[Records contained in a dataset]
════════════════
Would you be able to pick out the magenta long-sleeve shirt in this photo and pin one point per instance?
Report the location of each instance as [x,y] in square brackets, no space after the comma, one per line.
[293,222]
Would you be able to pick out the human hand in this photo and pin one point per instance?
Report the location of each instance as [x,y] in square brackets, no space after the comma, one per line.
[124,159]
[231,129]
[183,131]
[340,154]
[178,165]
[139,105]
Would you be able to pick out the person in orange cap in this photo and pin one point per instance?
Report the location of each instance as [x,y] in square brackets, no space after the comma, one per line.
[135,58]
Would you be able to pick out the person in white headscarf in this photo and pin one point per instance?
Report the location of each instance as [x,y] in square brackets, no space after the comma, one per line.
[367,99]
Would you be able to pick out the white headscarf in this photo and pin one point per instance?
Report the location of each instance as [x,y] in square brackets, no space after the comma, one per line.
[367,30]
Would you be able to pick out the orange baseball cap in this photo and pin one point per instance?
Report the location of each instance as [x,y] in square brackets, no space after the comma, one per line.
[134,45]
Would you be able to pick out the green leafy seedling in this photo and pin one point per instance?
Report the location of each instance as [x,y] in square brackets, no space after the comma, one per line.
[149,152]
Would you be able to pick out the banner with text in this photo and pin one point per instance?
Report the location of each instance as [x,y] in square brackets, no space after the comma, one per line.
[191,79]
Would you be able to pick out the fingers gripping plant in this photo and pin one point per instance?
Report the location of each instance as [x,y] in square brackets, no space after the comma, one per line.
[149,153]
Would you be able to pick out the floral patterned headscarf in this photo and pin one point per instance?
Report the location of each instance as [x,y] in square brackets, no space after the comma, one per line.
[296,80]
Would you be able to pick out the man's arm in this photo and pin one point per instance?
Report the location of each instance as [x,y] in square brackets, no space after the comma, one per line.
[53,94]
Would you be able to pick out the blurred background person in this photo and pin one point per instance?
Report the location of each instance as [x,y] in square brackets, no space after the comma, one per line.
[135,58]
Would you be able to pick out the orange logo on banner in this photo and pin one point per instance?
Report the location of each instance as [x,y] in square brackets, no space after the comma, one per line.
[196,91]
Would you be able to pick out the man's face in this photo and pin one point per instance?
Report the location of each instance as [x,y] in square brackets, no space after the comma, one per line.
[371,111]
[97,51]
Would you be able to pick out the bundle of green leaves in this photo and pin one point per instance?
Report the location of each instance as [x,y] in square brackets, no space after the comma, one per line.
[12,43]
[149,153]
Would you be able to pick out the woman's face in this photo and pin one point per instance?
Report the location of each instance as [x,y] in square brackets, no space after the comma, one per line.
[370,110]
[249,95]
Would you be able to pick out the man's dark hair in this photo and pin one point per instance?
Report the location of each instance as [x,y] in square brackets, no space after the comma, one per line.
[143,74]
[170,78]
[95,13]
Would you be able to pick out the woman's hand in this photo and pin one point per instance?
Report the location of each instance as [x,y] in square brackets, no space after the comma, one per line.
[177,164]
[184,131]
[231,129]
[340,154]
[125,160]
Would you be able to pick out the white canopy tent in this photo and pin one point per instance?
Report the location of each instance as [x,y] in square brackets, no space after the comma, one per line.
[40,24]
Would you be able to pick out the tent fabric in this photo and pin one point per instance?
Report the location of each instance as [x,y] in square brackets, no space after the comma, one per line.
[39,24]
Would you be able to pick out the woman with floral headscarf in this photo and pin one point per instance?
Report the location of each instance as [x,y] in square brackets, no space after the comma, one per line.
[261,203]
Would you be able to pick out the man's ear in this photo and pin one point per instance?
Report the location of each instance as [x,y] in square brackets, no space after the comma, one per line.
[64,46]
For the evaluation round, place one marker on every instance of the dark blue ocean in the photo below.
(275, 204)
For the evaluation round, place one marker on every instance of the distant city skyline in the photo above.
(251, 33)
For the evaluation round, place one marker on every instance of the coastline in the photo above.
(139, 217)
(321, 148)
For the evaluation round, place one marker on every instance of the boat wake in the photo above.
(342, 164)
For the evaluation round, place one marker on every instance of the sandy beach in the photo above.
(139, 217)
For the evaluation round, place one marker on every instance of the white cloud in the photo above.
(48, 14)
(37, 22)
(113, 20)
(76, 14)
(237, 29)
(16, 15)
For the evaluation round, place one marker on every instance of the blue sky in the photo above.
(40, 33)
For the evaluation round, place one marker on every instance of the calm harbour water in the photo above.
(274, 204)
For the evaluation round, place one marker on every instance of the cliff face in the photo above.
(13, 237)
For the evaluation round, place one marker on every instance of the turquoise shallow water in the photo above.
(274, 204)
════════════════
Task goal
Copy the records from the line containing "face in the photo above." through the end of the records, inclusive, and swap "turquoise" for "emerald". Leave everything else unchanged.

Solution to this problem
For the evaluation round, place one marker on every instance of the cliff face in the photo above.
(13, 237)
For the evaluation round, place one marker on every instance of the emerald shallow water in the photo above.
(274, 204)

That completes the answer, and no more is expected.